EXERCISE AIM -> Starting with the line that contains "Check that every instance of the front bumper" and stopping after the line that contains "point(259, 145)", return each line below exactly as written, with no others.

(Beginning of SUPPLIED DATA)

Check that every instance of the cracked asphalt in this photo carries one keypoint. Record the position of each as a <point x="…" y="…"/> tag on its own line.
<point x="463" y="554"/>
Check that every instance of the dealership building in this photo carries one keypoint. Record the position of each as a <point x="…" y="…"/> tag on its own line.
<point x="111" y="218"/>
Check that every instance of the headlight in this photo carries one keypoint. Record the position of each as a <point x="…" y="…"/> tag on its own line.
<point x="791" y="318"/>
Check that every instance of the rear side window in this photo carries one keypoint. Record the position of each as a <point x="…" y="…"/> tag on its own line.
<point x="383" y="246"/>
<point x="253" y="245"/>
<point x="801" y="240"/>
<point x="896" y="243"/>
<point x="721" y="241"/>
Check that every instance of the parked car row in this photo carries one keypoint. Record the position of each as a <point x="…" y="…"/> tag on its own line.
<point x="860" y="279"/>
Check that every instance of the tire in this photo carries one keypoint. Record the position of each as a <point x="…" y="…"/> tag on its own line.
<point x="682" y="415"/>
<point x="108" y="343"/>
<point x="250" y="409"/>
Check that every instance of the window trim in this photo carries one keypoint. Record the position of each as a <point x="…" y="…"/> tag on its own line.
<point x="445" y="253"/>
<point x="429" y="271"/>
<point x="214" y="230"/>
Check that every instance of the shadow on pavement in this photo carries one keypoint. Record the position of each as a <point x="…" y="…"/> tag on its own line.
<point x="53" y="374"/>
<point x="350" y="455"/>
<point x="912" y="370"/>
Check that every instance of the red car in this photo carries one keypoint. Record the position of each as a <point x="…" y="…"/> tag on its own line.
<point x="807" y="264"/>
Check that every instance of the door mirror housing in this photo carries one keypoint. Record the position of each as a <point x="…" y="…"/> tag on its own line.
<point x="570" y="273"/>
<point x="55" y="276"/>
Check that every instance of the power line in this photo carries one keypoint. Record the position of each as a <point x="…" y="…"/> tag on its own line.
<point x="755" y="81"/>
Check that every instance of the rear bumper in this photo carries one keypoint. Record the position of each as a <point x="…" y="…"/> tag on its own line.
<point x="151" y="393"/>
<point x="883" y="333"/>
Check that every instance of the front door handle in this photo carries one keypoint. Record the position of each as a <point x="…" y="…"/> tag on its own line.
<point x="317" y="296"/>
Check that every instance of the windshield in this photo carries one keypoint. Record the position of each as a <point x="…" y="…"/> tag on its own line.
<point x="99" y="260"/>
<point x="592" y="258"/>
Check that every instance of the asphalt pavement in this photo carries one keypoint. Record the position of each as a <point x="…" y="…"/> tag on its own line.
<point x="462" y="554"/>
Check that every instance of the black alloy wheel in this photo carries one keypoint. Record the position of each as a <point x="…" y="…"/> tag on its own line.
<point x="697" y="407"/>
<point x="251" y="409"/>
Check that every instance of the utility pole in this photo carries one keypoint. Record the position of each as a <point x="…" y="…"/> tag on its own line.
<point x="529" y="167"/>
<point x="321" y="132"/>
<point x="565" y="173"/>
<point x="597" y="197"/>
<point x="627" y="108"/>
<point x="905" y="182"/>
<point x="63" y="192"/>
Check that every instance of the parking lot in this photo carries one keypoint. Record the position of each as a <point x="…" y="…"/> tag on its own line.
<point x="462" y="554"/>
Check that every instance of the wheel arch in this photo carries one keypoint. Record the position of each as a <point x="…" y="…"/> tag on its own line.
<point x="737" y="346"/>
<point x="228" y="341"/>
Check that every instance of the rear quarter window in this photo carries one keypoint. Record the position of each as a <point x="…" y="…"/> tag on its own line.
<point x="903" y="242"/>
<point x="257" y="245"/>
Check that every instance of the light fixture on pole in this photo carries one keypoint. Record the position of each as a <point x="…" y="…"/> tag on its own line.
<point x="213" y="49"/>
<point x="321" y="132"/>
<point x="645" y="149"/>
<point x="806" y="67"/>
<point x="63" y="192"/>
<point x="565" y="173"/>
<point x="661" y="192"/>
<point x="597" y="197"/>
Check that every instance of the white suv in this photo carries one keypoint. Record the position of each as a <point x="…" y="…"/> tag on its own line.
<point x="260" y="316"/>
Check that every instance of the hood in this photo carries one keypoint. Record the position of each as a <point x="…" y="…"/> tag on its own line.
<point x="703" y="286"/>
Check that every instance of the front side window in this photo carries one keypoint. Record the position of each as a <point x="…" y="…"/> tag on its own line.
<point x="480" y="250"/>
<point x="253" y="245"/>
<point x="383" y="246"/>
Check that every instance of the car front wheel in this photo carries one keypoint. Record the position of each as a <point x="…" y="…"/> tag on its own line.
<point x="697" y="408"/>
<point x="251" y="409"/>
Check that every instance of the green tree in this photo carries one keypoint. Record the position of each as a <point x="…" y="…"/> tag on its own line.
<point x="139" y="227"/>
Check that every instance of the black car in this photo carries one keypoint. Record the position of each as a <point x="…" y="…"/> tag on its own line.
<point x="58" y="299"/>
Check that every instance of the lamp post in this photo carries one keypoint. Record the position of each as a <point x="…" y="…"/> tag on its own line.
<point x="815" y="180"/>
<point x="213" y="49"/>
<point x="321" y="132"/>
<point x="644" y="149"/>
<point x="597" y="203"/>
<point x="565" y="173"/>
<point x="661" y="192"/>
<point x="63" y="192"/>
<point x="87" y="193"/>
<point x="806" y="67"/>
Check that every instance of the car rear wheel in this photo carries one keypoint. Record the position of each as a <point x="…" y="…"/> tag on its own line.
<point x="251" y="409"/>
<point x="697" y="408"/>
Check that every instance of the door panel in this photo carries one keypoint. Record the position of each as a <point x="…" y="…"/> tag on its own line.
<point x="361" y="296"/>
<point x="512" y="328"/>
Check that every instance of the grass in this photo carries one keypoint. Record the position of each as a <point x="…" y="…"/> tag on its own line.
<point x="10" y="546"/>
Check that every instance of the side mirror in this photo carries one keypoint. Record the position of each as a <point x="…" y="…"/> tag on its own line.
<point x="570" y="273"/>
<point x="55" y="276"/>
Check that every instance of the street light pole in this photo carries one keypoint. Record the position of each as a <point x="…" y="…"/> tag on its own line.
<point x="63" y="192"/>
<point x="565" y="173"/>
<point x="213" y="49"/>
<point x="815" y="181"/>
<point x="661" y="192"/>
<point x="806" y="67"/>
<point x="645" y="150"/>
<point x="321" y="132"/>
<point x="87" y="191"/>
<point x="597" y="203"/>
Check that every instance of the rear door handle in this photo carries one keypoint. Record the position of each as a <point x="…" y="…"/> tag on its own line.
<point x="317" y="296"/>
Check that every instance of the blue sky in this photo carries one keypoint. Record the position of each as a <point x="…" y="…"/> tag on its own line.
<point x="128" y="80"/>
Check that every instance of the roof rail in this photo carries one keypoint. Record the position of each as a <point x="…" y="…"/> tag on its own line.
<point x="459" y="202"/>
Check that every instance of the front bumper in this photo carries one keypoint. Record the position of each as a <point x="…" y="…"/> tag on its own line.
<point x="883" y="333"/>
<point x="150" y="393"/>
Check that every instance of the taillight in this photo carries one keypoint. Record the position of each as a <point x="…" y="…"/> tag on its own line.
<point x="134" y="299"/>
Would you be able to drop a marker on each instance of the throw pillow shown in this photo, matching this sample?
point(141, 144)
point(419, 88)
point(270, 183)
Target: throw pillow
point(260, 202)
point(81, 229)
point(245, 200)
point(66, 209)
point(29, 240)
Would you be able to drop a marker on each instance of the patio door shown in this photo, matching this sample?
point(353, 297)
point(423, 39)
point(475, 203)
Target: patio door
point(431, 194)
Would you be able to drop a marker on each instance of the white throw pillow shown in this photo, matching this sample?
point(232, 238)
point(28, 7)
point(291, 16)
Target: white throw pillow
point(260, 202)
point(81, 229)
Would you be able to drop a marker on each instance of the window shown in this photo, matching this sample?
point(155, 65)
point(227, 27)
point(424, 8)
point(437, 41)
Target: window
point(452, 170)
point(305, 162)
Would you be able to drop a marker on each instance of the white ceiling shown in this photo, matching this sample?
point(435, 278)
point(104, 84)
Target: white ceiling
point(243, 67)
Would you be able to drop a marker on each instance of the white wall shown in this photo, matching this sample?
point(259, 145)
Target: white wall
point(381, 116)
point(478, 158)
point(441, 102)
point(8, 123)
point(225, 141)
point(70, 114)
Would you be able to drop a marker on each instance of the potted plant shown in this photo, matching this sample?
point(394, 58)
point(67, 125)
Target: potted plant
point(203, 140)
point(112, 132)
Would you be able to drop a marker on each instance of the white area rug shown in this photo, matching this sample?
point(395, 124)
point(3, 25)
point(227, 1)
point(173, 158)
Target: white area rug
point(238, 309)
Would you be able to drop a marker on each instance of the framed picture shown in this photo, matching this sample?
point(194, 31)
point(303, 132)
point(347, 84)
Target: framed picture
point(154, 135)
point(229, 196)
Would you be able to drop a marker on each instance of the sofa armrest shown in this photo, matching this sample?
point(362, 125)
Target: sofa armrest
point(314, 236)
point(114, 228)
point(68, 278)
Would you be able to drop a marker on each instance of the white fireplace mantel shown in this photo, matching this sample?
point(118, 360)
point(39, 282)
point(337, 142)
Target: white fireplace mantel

(End of SUPPLIED DATA)

EXERCISE ANSWER ->
Check that every instance of the front bumper in this photo carries one keypoint. Record the position of each as a <point x="…" y="…"/> tag on its own line.
<point x="883" y="333"/>
<point x="150" y="393"/>
Check that every instance of the taillight in this photo carries one keypoint. Record the position of each as a <point x="…" y="…"/> tag on its own line.
<point x="134" y="299"/>
Would you be able to drop a marker on each instance of the throw pillow shown in this photo, matching this sample?
point(141, 144)
point(419, 88)
point(270, 183)
Target: throw pillow
point(260, 202)
point(81, 229)
point(245, 200)
point(66, 209)
point(29, 240)
Would you be able to drop a marker on each instance of the patio door shown in this photo, matching this sample?
point(353, 297)
point(423, 39)
point(475, 203)
Target: patio door
point(431, 194)
Would you be able to drop a marker on each instance of the white throw pillow shown in this photo, matching this sample?
point(232, 238)
point(28, 7)
point(291, 16)
Target: white throw pillow
point(260, 202)
point(81, 229)
Would you be able to drop a marker on each instance of the window shown in this photo, matching this sample?
point(155, 65)
point(227, 27)
point(424, 8)
point(437, 41)
Target: window
point(452, 170)
point(305, 162)
Would you be able to drop a marker on each instance of the white ceiling shown in this photo, matching this sample?
point(435, 278)
point(104, 84)
Target: white ceiling
point(243, 67)
Would you be able to drop a marker on each instance of the white wall shown in this photo, matching this sample?
point(259, 145)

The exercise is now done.